C’est vrai aussi que nous craignons d’être pris pour des sectaires annonçant la fin du monde afin d’encarter dans leur secte le plus de gens crédules possibles, et tous ceux qui sont désemparés de la vie dans ce monde, tous ceux qui sont désespérés et ne se tournent plus vers nous, vers l’Évangile que nous portons vers eux – quand nous le leur portons ! Mais ces sectaires, comme tous les apocalypticiens de tous les temps et de toutes les religions, ils annoncent un jugement sans pardon, ils annoncent la mort définitive de tous ceux qui ne sont pas comme eux, de tous ceux qui ne sont pas avec eux. Ils vous en disent même parfois la date, exercice périlleux s’il en est. Il n’y a rien de tout ça dans notre Bible ! N’avez-vous pas entendu Ésaïe et Jean ? Certes, il y a des exclus, ceux qui rejettent cette bonne nouvelle ; mais c’est une bonne nouvelle. Et elle est offerte à tous, et c’est pourquoi notre service dans ce monde consiste à l’annoncer, à annoncer qu’en Jésus mort et ressuscité, c’est cette vie-là qui nous est promise, et pas individuellement, mais à toute l’humanité. C’est, à proprement parler, « un nouveau ciel et une nouvelle terre ».

• [Données tirées d'une collection]:
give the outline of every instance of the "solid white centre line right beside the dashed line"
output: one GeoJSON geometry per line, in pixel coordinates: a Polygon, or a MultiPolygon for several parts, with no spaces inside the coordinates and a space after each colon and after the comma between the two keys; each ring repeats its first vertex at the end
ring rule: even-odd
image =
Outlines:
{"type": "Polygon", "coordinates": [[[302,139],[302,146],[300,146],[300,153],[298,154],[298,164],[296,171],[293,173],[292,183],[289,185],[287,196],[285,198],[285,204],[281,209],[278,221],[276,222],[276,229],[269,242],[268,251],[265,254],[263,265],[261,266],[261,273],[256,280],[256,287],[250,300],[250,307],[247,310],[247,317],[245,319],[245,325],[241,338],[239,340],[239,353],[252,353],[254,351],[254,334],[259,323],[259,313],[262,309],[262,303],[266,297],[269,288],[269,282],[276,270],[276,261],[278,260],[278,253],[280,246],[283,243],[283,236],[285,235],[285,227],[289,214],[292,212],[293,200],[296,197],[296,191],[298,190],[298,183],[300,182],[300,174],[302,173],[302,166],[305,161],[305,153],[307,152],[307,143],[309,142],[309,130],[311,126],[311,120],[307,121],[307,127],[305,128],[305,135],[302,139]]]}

• [Tâches à réaliser]:
a) Répondez à ces questions sur l'extrait :
(i) Qu'annoncent les sectaires, comme tous les apocalypticiens ?
(ii) Quels noms suivent la question « N'avez-vous pas entendu » ?
(iii) D'après la dernière partie, à qui la vie promise en Jésus mort et ressuscité est-elle destinée ?
b) Résumez l'extrait en deux phrases.

• [Réponses aux activités]:
a)
(i) Un jugement sans pardon et la mort définitive de tous ceux qui ne sont pas comme eux ou avec eux.
(ii) Ésaïe et Jean.
(iii) À toute l'humanité, et non individuellement.

b) L'extrait exprime la crainte d'être pris pour des sectaires qui annoncent la fin du monde, un jugement sans pardon et la mort définitive de ceux qui ne sont pas avec eux, parfois même à une date précise. Il affirme qu'il n'y a rien de tel dans la Bible, qui porte une bonne nouvelle offerte à tous : en Jésus mort et ressuscité, une vie est promise à toute l'humanité, « un nouveau ciel et une nouvelle terre ».